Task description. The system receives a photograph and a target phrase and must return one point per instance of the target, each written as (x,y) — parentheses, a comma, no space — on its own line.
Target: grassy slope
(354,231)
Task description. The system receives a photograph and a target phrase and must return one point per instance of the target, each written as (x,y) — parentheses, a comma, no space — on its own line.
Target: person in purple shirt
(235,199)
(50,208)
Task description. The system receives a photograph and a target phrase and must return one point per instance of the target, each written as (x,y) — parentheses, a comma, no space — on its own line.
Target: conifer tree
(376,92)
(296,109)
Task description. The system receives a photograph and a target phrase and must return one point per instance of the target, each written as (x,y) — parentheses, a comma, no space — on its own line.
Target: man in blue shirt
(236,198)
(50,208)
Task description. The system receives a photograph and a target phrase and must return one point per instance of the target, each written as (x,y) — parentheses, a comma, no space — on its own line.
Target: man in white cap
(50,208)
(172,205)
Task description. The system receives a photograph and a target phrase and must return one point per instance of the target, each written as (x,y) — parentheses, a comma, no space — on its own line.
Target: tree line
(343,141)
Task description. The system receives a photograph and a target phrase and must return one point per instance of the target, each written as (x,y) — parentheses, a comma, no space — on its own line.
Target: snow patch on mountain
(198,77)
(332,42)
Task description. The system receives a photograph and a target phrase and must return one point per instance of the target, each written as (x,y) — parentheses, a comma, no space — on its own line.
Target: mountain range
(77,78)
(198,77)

☆ ☆ ☆ ☆

● **What you should do**
Through the last line of the entries above, beginning at the line containing "Target: man in white cap", transcribe each line exactly, both ends included and nothing more.

● **Result**
Target: man in white cap
(50,208)
(172,205)
Task description. The system receives a photograph and a target phrase and must return one point per instance of the target, each written as (x,y) — parentheses, a comma, no space — on its own line.
Target: tree line
(343,141)
Task description. The system receives a photograph and a target phrase and must return one point per instance of the target, each written as (x,y) — parentheses, a comma, no space — on its own line.
Target: snow patch on mountain
(198,77)
(332,42)
Task description. The system receives a photograph and a target phrase and must return one point per instance of the target, each written as (x,y) — parentheses, a comma, no space — on its own line.
Target: mountain range
(77,78)
(198,77)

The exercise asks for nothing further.